--- Exercise requirements ---
Give back, unchanged, each line from the one containing "Find every instance of the polo" through the last line of the entries below.

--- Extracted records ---
* * * *

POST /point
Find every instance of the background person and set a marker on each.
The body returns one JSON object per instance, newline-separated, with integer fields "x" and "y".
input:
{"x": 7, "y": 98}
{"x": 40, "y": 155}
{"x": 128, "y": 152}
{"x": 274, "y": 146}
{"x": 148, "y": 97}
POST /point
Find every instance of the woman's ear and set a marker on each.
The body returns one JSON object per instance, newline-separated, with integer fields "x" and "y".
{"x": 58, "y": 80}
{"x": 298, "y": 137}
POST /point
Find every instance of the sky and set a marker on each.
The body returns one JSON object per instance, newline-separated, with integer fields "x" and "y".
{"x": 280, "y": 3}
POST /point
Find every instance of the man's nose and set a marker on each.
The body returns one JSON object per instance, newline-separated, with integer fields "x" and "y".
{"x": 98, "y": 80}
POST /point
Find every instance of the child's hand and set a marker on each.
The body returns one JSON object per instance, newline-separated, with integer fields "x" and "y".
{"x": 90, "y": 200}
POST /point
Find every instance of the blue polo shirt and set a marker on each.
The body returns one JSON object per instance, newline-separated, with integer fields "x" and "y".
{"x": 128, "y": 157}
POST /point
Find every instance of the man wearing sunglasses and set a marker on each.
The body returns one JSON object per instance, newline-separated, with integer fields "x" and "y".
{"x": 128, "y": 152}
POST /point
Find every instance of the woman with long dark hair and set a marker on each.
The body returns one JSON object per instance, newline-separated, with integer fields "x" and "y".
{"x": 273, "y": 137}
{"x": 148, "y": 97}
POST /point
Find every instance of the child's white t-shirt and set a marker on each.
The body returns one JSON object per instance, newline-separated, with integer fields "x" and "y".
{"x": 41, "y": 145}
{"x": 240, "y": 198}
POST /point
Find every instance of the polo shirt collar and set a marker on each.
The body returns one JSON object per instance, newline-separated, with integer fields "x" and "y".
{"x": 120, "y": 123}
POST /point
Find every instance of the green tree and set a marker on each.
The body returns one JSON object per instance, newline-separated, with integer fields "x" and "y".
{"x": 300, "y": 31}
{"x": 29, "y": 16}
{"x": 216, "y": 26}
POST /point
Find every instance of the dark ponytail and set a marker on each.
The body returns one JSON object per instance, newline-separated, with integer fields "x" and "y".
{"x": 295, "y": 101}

* * * *

--- Reply ---
Find every instance of the polo shirt collar and set a marker on each.
The body returns one JSON object per instance, newline-separated, with integer fields "x" and "y".
{"x": 120, "y": 123}
POST /point
Find every instance of the green tree and set a marker on each.
The body returns one JSON object per instance, newline-separated, with integer fields "x" and "y".
{"x": 300, "y": 31}
{"x": 29, "y": 16}
{"x": 216, "y": 26}
POST /point
Find every instance of the dark ponytail and set a marker on each.
The body returns one JSON object per instance, newline-separated, with integer fields "x" and "y".
{"x": 295, "y": 101}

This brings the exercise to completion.